Start of Listed records

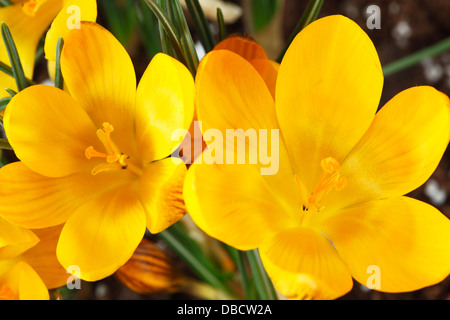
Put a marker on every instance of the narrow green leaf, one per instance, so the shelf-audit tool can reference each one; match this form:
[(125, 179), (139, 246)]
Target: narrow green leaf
[(263, 11), (4, 144), (201, 24), (59, 81), (8, 70), (148, 24), (120, 18), (14, 58), (309, 15), (167, 26), (263, 283), (184, 246), (221, 24), (187, 44), (416, 57), (239, 259)]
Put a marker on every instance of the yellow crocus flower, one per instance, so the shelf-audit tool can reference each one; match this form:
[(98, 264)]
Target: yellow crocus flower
[(28, 263), (96, 160), (28, 20), (336, 209)]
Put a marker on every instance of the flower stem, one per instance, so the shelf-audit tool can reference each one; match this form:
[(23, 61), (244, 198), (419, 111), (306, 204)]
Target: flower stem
[(193, 256), (201, 24), (14, 59), (263, 283), (416, 57), (309, 15)]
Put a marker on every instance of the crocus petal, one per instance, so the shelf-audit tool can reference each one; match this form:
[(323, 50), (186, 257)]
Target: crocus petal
[(42, 258), (100, 75), (401, 149), (26, 31), (230, 94), (244, 46), (407, 241), (328, 90), (165, 98), (161, 193), (50, 131), (35, 201), (251, 51), (102, 235), (303, 264), (14, 240), (268, 70), (66, 20), (235, 204), (25, 283)]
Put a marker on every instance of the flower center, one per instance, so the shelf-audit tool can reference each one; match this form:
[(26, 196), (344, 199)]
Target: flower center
[(331, 179), (115, 160), (6, 293)]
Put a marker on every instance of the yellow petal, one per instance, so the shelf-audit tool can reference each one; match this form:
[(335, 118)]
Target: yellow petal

End of Listed records

## [Task prompt]
Each line containing the word "every" needs to be copied from the data above.

## [Solution to this exercise]
Put a marker on every instance of the narrow green leaf, one per instance, so the shelf-audit tool can reference each one; match this form:
Put a marker on every instance of the yellow crocus flower, one per instance, so the shelf-audit tool can reference each one; match this form:
Put a marker on every instance of the flower stem, one per instance, so the shelf-audit tool can reference each one; match this form:
Put a marker on every instance of the crocus petal, one per instance, so the shelf-audit tool can reference each one; match this form:
Put a marker on every instance of the flower center, one per instance, so the shelf-audit tool can reference each one; match this form:
Put a marker on every instance of the yellow petal, one per instance, so the shelf-audit tool can reference each one; match this form:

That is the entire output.